◆ EXERCISE INSTRUCTIONS:
In the Python-Dev post on dictionary hashing below, transcribe word for word the passage from "Tim Peters tim.one@home.com" up to and including "algorithm + warmup)".

◆ DOCUMENT:
[Python-Dev] The Dictionary Gem is polished!

Tim Peters tim.one@home.com
Mon, 18 Dec 2000 23:55:33 -0500


Something else to ponder:  my tests show that the current ("old") algorithm
performs much better (somewhat worse than "new2" == new algorithm + warmup)
if incr is simply initialized like so instead:

        if mp.oldalg:
            incr = (_hash & 0xffffffffL) % (mp.ma_size - 1)

That's another way to get all the bits to contribute to the result.  Note
that a mod by size-1 is analogous to "casting out nines" in decimal:  it's
the same as breaking hash into fixed-sized pieces from the right (10 bits
each if size=2**10, etc), adding the pieces together, and repeating that
process until only one piece remains.  IOW, it's a degenerate form of
division, but works well all the same.  It didn't improve over that when I
tried a mod by the largest prime less than the table size (which suggests
we're sucking all we can out of the *probe* sequence given a sometimes-poor
starting index).

However, it's subject to the same weak clustering phenomenon as the old
method due to the ill-advised "~hash" operation in computing the initial
index.  If ~ is also thrown away, it's as good as new2 (here I've tossed out
the "windows names", and "old" == existing algorithm except (a) get rid of ~
when computing index and (b) do mod by size-1 when computing incr):

N=1000
trips for strings old=230 new=261 new2=239
trips for bin strings old=0 new=0 new2=0
trips for bad integers old=999 new=13212 new2=999
trips for random integers old=399 new=421 new2=410
N=2000
trips for strings old=787 new=1066 new2=827
trips for bin strings old=0 new=0 new2=0
trips for bad integers old=0 new=26481 new2=1999
trips for random integers old=652 new=733 new2=650
N=3000
trips for strings old=547 new=760 new2=617
trips for bin strings old=0 new=0 new2=0
trips for bad integers old=0 new=38701 new2=2999
trips for random integers old=724 new=743 new2=768
N=4000
trips for strings old=1311 new=1657 new2=1315
trips for bin strings old=0 new=0 new2=0
trips for bad integers old=0 new=53014 new2=3999
trips for random integers old=1476 new=1587 new2=1493

The new and new2 values differ in minor ways from the ones you posted
because I got rid of the ~ (the ~ has a bad interaction with "additive"

◆ GIVEN DATA:
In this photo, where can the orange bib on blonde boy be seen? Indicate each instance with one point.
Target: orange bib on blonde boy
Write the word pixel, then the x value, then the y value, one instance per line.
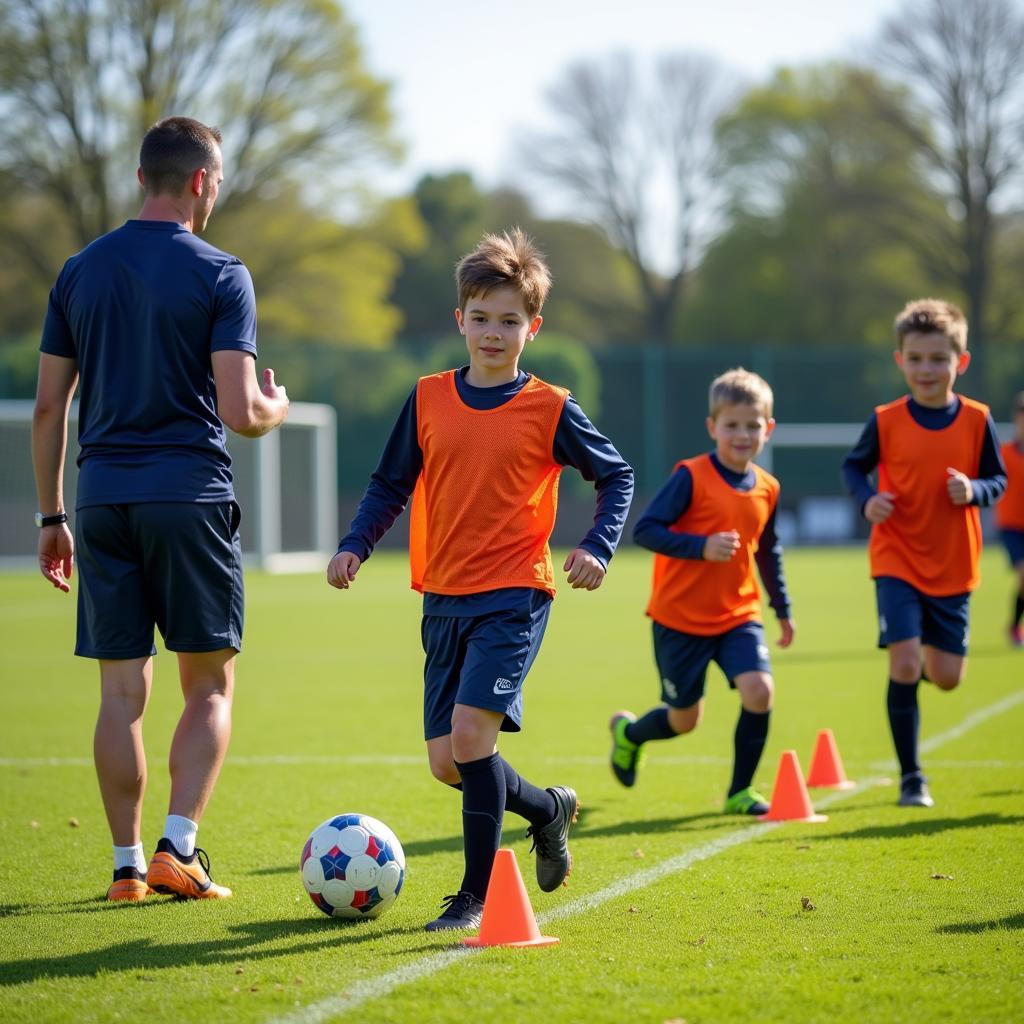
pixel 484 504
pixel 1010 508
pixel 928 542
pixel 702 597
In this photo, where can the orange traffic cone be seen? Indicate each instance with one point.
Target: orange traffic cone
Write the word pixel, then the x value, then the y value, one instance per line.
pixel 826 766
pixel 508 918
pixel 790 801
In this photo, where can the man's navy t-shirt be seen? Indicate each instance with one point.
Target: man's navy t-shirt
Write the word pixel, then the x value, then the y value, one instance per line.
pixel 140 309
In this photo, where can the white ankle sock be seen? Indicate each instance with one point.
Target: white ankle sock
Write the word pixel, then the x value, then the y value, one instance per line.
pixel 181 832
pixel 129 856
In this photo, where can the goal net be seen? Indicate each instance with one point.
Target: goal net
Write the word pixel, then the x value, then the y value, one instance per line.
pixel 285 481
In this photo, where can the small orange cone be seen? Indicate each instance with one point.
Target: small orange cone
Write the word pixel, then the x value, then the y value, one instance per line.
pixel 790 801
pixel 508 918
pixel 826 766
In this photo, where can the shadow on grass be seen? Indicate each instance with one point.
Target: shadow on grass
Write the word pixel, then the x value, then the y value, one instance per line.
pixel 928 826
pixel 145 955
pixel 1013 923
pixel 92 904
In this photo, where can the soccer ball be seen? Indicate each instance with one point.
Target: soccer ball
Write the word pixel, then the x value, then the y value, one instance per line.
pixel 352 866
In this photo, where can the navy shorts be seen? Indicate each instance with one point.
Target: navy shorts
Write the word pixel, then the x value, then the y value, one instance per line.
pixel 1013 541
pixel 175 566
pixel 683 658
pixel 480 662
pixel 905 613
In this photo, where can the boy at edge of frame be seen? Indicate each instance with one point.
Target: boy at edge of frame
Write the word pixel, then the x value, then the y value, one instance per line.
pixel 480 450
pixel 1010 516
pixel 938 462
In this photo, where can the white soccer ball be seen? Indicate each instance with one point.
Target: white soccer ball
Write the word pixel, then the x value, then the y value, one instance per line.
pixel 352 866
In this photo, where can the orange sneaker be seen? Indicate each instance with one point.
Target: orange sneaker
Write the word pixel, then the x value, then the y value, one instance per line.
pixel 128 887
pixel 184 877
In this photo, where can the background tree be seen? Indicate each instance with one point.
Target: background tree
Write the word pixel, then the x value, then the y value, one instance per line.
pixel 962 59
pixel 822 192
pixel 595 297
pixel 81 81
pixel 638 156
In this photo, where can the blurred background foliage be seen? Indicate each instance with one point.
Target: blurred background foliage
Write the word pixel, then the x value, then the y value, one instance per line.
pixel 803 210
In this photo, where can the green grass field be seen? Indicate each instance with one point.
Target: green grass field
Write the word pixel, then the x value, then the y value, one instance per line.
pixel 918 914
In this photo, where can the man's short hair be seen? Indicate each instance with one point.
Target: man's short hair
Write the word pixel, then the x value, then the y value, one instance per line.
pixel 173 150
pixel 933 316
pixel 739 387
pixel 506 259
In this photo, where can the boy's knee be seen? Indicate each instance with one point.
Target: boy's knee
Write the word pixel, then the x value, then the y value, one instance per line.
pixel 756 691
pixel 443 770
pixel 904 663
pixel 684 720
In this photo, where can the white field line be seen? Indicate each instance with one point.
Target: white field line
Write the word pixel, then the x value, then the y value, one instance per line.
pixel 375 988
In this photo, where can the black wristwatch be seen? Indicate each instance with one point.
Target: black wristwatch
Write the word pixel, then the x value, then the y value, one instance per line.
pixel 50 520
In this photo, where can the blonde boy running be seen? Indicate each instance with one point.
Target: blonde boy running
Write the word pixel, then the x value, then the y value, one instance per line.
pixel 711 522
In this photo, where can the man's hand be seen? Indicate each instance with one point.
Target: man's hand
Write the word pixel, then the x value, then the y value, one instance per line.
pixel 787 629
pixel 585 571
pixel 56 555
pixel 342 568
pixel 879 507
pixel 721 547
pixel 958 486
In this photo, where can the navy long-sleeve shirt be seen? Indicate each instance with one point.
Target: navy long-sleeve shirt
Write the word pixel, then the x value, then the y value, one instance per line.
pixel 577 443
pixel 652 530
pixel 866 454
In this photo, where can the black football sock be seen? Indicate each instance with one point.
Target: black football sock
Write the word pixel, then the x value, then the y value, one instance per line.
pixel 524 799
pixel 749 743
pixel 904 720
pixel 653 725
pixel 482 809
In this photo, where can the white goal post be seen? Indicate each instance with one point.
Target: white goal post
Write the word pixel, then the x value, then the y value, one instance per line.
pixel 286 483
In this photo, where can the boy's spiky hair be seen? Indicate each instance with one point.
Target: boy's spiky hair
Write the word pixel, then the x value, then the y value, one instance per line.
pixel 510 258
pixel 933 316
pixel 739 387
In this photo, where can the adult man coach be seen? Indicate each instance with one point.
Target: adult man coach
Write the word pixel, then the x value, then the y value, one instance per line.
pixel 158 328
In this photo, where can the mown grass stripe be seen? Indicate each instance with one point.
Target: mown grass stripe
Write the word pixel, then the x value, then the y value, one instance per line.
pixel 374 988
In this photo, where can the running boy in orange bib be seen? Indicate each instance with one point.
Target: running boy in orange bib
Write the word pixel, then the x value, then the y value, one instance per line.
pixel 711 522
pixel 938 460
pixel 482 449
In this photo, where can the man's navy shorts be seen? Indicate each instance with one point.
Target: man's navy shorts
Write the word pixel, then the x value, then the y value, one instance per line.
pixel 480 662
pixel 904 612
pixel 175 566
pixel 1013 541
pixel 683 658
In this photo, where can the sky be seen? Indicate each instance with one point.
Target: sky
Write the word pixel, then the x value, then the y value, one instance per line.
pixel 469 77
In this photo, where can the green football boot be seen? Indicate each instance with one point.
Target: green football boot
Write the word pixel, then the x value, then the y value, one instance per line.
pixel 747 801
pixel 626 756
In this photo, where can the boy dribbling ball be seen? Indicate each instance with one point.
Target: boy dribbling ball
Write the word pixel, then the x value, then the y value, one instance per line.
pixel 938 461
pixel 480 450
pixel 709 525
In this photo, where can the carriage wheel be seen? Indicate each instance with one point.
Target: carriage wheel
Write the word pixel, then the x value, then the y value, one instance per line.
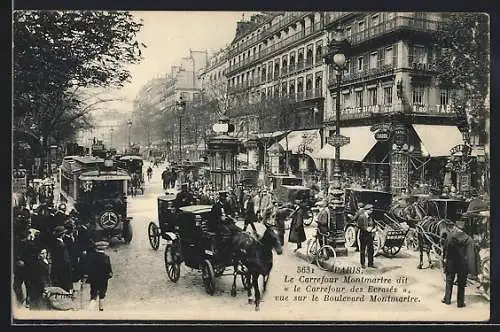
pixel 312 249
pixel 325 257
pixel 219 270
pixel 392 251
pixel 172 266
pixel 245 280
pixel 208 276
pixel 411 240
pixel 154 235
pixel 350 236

---

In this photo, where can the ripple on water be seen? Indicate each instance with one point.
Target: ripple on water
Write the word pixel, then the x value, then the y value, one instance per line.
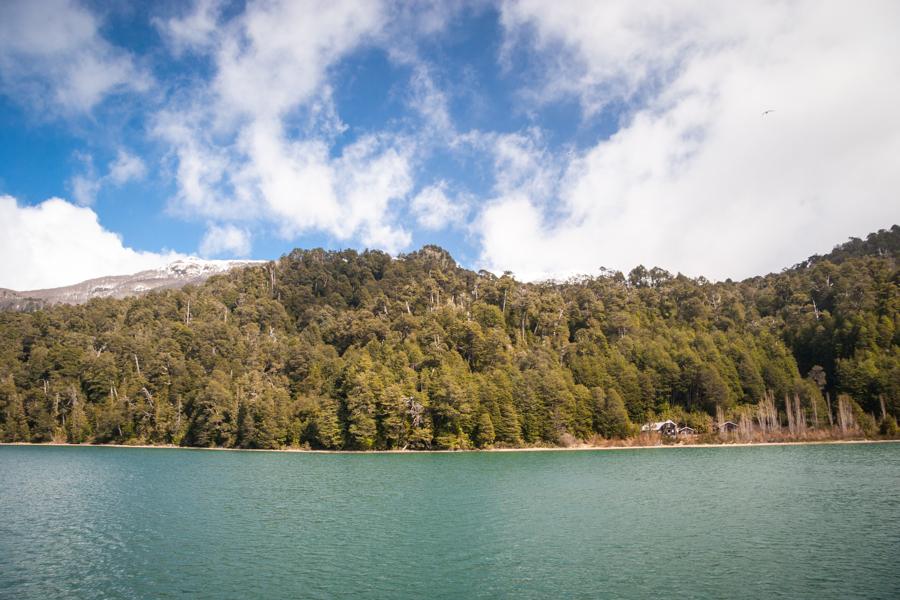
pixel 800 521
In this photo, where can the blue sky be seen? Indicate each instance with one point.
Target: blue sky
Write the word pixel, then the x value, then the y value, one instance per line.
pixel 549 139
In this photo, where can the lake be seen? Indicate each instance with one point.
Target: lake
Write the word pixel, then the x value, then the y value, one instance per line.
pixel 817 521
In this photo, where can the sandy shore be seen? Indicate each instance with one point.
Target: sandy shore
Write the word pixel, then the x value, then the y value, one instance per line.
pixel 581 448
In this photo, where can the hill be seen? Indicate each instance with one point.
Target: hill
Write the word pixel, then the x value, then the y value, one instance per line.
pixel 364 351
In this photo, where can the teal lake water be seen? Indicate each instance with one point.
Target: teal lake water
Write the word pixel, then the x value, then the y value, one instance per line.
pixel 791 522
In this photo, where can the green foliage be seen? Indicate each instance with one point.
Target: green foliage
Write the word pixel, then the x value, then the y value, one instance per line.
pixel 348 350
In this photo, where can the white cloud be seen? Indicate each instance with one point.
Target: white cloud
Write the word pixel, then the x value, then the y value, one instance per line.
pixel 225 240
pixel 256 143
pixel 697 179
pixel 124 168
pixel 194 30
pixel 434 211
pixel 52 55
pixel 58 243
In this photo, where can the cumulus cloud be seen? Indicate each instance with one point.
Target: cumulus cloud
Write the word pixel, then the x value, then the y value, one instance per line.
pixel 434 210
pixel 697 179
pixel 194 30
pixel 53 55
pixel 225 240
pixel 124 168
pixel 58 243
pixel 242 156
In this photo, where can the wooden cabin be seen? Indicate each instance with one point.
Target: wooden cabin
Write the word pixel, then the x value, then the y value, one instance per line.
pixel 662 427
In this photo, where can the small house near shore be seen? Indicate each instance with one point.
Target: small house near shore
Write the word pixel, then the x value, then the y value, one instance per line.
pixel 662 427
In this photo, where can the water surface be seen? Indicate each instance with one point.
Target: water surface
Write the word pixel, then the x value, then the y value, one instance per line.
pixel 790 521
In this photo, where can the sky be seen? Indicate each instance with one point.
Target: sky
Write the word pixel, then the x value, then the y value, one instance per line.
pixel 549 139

...

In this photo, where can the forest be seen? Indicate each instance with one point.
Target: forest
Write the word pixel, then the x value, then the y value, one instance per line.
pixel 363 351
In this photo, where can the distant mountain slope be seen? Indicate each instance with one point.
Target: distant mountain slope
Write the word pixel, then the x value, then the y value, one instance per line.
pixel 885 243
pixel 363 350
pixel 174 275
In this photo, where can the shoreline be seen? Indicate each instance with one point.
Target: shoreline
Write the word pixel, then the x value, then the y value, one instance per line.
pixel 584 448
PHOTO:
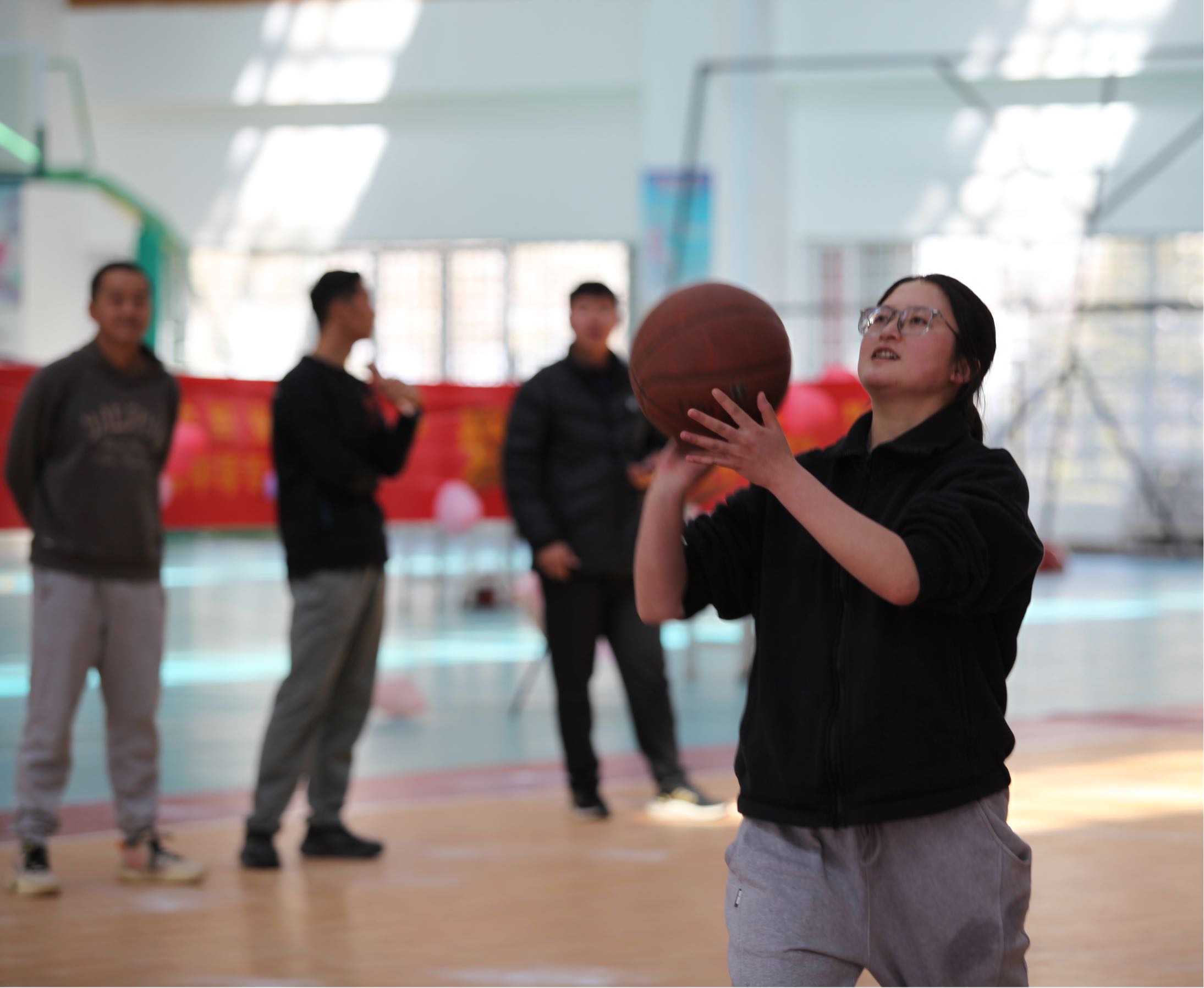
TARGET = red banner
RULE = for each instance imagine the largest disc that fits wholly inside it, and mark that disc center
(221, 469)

◆ OUTPUT FOR THIS TASK:
Tim Peters tim.one@home.com
Mon, 18 Dec 2000 23:55:33 -0500


Something else to ponder:  my tests show that the current ("old") algorithm
performs much better (somewhat worse than "new2" == new algorithm + warmup)